* begin Exercise data *

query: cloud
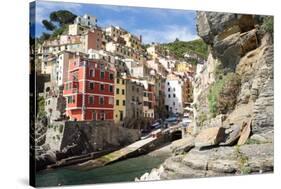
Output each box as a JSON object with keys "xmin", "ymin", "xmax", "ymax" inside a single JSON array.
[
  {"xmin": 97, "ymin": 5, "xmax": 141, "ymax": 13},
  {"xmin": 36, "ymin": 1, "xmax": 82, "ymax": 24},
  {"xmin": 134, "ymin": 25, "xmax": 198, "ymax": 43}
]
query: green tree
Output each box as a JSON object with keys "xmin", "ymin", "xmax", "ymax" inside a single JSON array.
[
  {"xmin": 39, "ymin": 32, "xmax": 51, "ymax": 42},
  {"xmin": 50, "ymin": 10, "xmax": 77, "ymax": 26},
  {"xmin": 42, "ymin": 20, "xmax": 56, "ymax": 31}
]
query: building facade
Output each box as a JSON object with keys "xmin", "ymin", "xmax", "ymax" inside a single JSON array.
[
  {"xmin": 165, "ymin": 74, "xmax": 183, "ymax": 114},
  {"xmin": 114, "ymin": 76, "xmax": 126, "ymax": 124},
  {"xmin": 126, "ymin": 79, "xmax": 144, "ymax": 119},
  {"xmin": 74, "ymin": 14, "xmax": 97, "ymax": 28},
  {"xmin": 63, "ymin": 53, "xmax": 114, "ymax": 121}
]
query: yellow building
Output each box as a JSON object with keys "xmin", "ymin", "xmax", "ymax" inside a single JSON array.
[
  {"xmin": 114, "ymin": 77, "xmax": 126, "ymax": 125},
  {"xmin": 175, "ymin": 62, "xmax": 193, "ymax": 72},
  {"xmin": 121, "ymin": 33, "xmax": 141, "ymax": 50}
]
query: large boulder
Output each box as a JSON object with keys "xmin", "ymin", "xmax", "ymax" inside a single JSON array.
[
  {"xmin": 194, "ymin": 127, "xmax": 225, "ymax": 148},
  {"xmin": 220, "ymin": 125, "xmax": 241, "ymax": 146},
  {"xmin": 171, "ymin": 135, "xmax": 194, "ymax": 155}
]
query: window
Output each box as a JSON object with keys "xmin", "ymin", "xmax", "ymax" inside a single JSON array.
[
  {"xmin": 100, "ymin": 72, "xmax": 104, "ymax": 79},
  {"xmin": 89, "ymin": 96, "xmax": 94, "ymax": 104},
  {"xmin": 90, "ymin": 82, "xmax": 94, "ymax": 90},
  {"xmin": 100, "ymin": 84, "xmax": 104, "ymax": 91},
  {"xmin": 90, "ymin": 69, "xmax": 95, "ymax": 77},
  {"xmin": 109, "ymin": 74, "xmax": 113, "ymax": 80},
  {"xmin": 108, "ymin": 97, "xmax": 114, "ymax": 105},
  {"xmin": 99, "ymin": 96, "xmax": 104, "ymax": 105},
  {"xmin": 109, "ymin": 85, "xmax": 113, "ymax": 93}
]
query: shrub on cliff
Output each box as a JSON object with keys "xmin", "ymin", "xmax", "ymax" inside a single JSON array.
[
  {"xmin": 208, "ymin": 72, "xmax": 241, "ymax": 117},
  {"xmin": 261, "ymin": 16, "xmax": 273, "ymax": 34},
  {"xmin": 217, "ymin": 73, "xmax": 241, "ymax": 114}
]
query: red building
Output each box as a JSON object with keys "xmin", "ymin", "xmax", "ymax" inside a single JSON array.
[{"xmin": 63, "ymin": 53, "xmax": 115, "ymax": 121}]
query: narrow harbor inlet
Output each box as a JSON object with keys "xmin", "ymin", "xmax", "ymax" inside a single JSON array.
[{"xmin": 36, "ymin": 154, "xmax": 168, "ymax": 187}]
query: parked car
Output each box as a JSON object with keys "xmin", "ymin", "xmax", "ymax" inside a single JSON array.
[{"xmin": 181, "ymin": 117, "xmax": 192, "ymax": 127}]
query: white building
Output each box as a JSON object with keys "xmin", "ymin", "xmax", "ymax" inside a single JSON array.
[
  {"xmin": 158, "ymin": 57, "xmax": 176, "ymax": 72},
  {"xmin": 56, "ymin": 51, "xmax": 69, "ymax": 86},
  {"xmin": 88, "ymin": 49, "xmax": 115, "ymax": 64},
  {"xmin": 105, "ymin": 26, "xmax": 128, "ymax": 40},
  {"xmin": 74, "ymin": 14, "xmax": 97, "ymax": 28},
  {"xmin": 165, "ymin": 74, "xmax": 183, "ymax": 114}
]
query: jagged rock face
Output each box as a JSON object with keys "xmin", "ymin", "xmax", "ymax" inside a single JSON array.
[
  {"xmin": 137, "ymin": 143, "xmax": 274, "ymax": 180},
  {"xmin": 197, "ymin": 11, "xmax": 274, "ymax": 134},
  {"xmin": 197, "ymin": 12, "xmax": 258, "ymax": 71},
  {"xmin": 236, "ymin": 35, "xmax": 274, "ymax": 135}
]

* end Exercise data *

◆ **Written instruction**
Rewrite the material with every "building" changed to "house", keeping everything else the same. Leave the pictures out.

◆ **The response**
query: cloud
Output each box as a JSON object with keys "xmin", "ymin", "xmax", "ymax" inside a single JSON array.
[
  {"xmin": 97, "ymin": 5, "xmax": 141, "ymax": 13},
  {"xmin": 36, "ymin": 1, "xmax": 82, "ymax": 24},
  {"xmin": 134, "ymin": 25, "xmax": 198, "ymax": 43}
]
query: green tree
Output each box as a JSON object with keys "xmin", "ymin", "xmax", "ymax" inside a single JSON array.
[
  {"xmin": 39, "ymin": 32, "xmax": 51, "ymax": 42},
  {"xmin": 50, "ymin": 10, "xmax": 77, "ymax": 26},
  {"xmin": 42, "ymin": 20, "xmax": 56, "ymax": 31}
]
query: house facade
Output each box as a JSON object with keys "xmin", "ymin", "xmax", "ymax" inside a single JSON array.
[
  {"xmin": 165, "ymin": 74, "xmax": 183, "ymax": 114},
  {"xmin": 114, "ymin": 76, "xmax": 126, "ymax": 124},
  {"xmin": 126, "ymin": 79, "xmax": 144, "ymax": 119},
  {"xmin": 74, "ymin": 14, "xmax": 97, "ymax": 28},
  {"xmin": 63, "ymin": 53, "xmax": 114, "ymax": 121}
]
query: yellow house
Output each box as a JSON object with keys "xmin", "ymin", "xmax", "ymax" inside a single JSON array.
[
  {"xmin": 114, "ymin": 77, "xmax": 126, "ymax": 125},
  {"xmin": 175, "ymin": 62, "xmax": 193, "ymax": 72},
  {"xmin": 121, "ymin": 33, "xmax": 141, "ymax": 50}
]
query: large boulder
Output each box as a JSON object with keys "xmin", "ymin", "xmax", "ymax" inside a single JSON array.
[
  {"xmin": 194, "ymin": 127, "xmax": 225, "ymax": 148},
  {"xmin": 220, "ymin": 125, "xmax": 241, "ymax": 146},
  {"xmin": 171, "ymin": 135, "xmax": 194, "ymax": 155}
]
query: window
Output each box as a JSON object with keys "xmin", "ymin", "xmax", "ymax" inside a single JSON array.
[
  {"xmin": 100, "ymin": 72, "xmax": 104, "ymax": 79},
  {"xmin": 89, "ymin": 96, "xmax": 94, "ymax": 104},
  {"xmin": 90, "ymin": 82, "xmax": 94, "ymax": 90},
  {"xmin": 100, "ymin": 84, "xmax": 104, "ymax": 91},
  {"xmin": 90, "ymin": 69, "xmax": 95, "ymax": 77},
  {"xmin": 109, "ymin": 74, "xmax": 113, "ymax": 80},
  {"xmin": 108, "ymin": 97, "xmax": 114, "ymax": 105},
  {"xmin": 99, "ymin": 96, "xmax": 104, "ymax": 105},
  {"xmin": 109, "ymin": 85, "xmax": 113, "ymax": 93}
]
query: shrub on cliff
Output each box as a JSON object with keys "xmin", "ymin", "xmax", "ymax" inside a single JSON array.
[
  {"xmin": 208, "ymin": 72, "xmax": 241, "ymax": 117},
  {"xmin": 261, "ymin": 16, "xmax": 273, "ymax": 34},
  {"xmin": 217, "ymin": 73, "xmax": 241, "ymax": 114}
]
query: red house
Output each box as a JSON object with keys "xmin", "ymin", "xmax", "ymax" inside a single JSON array.
[{"xmin": 63, "ymin": 53, "xmax": 115, "ymax": 121}]
query: narrow harbor inlet
Output each box as a JSON object with keys "xmin", "ymin", "xmax", "ymax" inside a single JSON array.
[{"xmin": 36, "ymin": 154, "xmax": 168, "ymax": 187}]
query: parked car
Output each box as a JSON object with keys "xmin", "ymin", "xmax", "ymax" inside a single JSON array.
[{"xmin": 181, "ymin": 117, "xmax": 192, "ymax": 127}]
query: white house
Output each box as a JSON object with keys "xmin", "ymin", "xmax", "ymax" inside a single JSON array.
[
  {"xmin": 158, "ymin": 57, "xmax": 176, "ymax": 72},
  {"xmin": 56, "ymin": 51, "xmax": 69, "ymax": 86},
  {"xmin": 88, "ymin": 49, "xmax": 115, "ymax": 64},
  {"xmin": 105, "ymin": 26, "xmax": 128, "ymax": 40},
  {"xmin": 74, "ymin": 14, "xmax": 97, "ymax": 28},
  {"xmin": 165, "ymin": 74, "xmax": 183, "ymax": 114}
]
query: jagged rock face
Output each box as a JSON object with keys "xmin", "ymin", "xmax", "ymax" inside a single JSON array.
[
  {"xmin": 137, "ymin": 143, "xmax": 274, "ymax": 180},
  {"xmin": 197, "ymin": 11, "xmax": 274, "ymax": 134},
  {"xmin": 197, "ymin": 12, "xmax": 258, "ymax": 71},
  {"xmin": 236, "ymin": 35, "xmax": 274, "ymax": 135}
]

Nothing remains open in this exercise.